- _GIVEN PASSAGE_
———

Medicare in USA: Present and Future

3. Medicare’s Tax on Work

Medicare’s current rules are also a deterrent to long careers and continued work. This tax occurs because of Medicare’s complex interaction with the dominant employer-based insurance arrangements for the American workforce.
Under current law, Medicare becomes the ‘secondary payer’ when a person age 65 and older continues to work for a firm with at least 20 employees and a company-sponsored health insurance plan. In those cases, the company’s health insurance for workers pays for medical care for the workers first (the ‘primary payer’) and Medicare only pays for those portions of the bills not covered by the company plan.
This rule was put in place to reduce Medicare costs and allow a focus on insuring those without access to an employer-sponsored plan.
But this approach is short-sighted because it imposes an onerous tax on work for those Medicare-eligible people who choose to continuing working. Most economists assume that, when an employer pays for health insurance for a worker, those costs reduce what can be paid in cash wages. Consequently, when an employer must assume primary responsibility for the health insurance premiums of an older worker, that means there is less funding available for that worker’s wages.

———

- _INPUT DATA_
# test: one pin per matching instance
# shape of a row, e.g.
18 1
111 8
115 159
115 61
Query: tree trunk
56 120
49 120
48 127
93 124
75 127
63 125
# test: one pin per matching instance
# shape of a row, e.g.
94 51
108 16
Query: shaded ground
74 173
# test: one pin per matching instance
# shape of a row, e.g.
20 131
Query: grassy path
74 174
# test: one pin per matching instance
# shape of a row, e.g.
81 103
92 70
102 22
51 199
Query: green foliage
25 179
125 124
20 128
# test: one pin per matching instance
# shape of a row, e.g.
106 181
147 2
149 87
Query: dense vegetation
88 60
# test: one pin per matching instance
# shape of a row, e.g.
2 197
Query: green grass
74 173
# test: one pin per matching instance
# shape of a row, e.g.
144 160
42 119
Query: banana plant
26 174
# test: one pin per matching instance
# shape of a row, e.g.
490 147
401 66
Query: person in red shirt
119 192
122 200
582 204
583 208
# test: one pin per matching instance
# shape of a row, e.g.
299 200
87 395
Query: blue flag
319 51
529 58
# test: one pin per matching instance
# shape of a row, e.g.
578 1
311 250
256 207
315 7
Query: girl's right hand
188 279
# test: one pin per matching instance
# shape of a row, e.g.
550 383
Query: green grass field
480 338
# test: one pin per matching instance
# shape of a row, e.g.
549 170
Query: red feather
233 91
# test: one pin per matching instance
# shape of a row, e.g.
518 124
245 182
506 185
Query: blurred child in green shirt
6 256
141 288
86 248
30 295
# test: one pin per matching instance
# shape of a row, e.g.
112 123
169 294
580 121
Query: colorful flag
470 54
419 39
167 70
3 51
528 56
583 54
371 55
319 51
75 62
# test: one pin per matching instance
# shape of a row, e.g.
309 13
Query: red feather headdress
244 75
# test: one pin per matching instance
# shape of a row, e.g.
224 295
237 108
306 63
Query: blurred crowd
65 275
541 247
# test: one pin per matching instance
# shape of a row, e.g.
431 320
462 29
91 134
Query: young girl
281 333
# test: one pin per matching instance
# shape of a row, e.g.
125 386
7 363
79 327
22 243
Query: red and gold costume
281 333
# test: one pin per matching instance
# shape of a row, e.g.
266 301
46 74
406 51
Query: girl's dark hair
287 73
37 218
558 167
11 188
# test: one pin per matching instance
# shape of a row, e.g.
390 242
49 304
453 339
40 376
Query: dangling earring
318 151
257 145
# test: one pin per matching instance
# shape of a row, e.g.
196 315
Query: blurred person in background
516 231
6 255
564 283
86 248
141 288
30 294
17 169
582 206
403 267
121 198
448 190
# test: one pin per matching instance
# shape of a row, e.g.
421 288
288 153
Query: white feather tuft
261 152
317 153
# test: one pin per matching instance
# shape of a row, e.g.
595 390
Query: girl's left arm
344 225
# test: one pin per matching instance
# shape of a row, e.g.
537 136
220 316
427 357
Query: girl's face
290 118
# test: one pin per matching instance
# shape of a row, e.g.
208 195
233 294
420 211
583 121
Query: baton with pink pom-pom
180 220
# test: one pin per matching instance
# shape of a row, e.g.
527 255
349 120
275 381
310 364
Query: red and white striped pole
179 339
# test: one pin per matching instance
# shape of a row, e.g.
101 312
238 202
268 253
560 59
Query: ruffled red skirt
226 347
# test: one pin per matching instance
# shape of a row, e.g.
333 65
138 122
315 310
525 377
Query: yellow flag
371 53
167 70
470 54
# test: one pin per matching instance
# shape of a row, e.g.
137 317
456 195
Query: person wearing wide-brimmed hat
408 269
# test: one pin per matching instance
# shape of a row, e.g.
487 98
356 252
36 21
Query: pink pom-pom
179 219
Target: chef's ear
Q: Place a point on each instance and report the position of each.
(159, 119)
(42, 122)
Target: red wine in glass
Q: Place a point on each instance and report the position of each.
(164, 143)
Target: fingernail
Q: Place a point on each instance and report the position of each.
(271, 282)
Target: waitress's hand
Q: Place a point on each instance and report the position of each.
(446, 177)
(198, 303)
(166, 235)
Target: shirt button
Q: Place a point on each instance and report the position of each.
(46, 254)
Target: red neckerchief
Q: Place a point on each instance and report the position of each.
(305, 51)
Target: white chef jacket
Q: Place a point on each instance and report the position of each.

———

- _TASK DIRECTIONS_
Using the Medicare passage, explain in one to three sentences why the text calls the secondary-payer rule a tax on work.

- _SOLUTION BELOW_
Most economists assume that what an employer pays for a worker's health insurance reduces what it can pay in cash wages. When an employer must take primary responsibility for the health insurance premiums of an older worker, less money is left for that worker's wages. This burden falls on Medicare-eligible people who choose to keep working.